Content starts
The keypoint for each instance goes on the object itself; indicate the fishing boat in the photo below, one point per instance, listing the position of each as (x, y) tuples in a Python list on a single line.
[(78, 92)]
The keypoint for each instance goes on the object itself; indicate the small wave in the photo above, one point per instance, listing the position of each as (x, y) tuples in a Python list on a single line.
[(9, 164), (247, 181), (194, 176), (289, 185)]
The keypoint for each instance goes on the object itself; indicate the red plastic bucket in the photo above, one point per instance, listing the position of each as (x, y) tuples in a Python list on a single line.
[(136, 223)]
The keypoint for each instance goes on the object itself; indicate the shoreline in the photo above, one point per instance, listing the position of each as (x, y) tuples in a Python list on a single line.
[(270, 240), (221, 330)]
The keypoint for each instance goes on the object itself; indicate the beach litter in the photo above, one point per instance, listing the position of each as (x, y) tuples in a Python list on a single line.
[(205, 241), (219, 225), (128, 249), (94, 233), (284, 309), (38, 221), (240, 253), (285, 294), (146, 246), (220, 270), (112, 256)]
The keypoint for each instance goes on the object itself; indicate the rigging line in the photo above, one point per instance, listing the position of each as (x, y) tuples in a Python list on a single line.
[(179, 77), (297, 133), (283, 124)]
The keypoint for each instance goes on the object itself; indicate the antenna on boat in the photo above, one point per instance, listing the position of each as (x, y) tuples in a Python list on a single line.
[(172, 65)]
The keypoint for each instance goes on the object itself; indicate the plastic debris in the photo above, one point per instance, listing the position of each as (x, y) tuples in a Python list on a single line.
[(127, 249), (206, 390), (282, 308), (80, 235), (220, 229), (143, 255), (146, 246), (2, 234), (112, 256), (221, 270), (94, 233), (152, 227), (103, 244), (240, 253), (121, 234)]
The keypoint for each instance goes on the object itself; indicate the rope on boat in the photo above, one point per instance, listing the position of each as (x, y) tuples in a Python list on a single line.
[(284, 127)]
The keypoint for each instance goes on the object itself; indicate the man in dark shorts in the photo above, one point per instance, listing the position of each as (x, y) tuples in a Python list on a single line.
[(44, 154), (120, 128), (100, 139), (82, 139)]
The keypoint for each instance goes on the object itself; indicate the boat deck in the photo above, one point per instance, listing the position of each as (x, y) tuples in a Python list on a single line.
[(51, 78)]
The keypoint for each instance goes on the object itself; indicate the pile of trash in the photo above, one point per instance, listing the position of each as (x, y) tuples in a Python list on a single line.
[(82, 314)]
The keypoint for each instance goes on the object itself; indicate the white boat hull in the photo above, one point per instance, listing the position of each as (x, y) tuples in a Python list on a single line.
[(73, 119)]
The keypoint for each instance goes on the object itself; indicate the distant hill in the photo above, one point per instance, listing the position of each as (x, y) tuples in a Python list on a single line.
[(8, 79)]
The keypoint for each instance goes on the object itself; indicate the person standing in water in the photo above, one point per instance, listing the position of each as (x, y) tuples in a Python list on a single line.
Content ends
» REQUIRED ACTION:
Working from the material above, reproduce it in full and unchanged.

» SOLVED EXERCISE:
The keypoint for each instance goes on the object itself; indicate the fishing boat in the photo below, one point per instance, listing the position of each as (x, y) tuples in a Python list on a single line.
[(78, 92)]
The keypoint for each instance goes on the object itself; indicate the small wave in the photo above, one point per instance, listing the position of each as (x, y) tuples in a Python list on a single line.
[(9, 164), (247, 181), (194, 176), (289, 185)]
The keypoint for each instance goes on the object itself; indicate the red plastic bucket in the photo above, one point per instance, listing the position of each as (x, y) tuples in a Python list on a single line.
[(136, 223)]
The keypoint for each instance goes on the object itself; indicate the shoreline in the photo above, one point per instance, listing the position of each as (x, y) tuples in a Python list on a single line.
[(270, 240), (221, 330)]
The keypoint for each instance goes on the object itself; indicate the beach litter in the photo above, one point per instance, listing the position of each as (x, y) tuples in a Python list on a single line.
[(205, 241), (219, 225), (128, 249), (94, 233), (284, 309), (38, 221), (240, 253), (285, 294), (146, 246), (220, 270), (112, 256)]
The keypoint for each instance goes on the object itself; indicate the rigging line in the photo above, one point per instance, listing the position of each as (x, y) tuples in a Python list on a single line.
[(179, 77), (297, 133), (283, 124)]
The keypoint for each instance goes on the object itself; indicate the antenna on boat in the photo above, one point per instance, listing the position of each as (x, y) tuples in a Python list on a single line.
[(172, 65)]
The keypoint for each instance goes on the object itself; indicate the plastic debris in the photo above, one point per instance, listing the position of each as (x, y) tuples in a Python list on a single line.
[(127, 249), (206, 390), (282, 308), (80, 235), (220, 229), (143, 255), (146, 246), (2, 234), (112, 256), (221, 270), (94, 233), (152, 227), (103, 244), (240, 253), (121, 234)]
The keypoint for each instance goes on the object itself; indicate the rope on boat in the photo above, one point per instance, listing the position of each as (x, y) tuples in a Python list on a single line.
[(284, 127)]
The keypoint for each instance goes on the object itself; indicate the man in dark shorts in the photo above, one point per instance, listing the position of each as (x, y) tuples in a Python list on a single line.
[(44, 154), (120, 128), (100, 139), (82, 139)]
The keypoint for each instance goes on the object itself; indicate the boat deck in the photo above, one point per instance, listing the position of each as (x, y) tuples in a Python list on a single line.
[(51, 78)]
The keypoint for each instance goes on the object itself; indicate the pile of trash in the photo above, one point per instance, listing the position of each as (x, y) tuples in a Python list on a single line.
[(82, 314)]
The keypoint for each instance goes on the object itself; indicate the white boat hull in the photo above, one point per instance, listing the position of each as (x, y) tuples in a Python list on a single line.
[(73, 119)]
The keypoint for each instance goes on the object itself; indicate the distant hill in the photo above, one point per instance, listing the position of each as (x, y) tuples in a Python list on a single line.
[(8, 79)]
The keypoint for each instance goes on the object itself; indicate the person standing in water in the photo above, one point per instance, listing the position of each as (x, y) tuples in a Python list on a single line.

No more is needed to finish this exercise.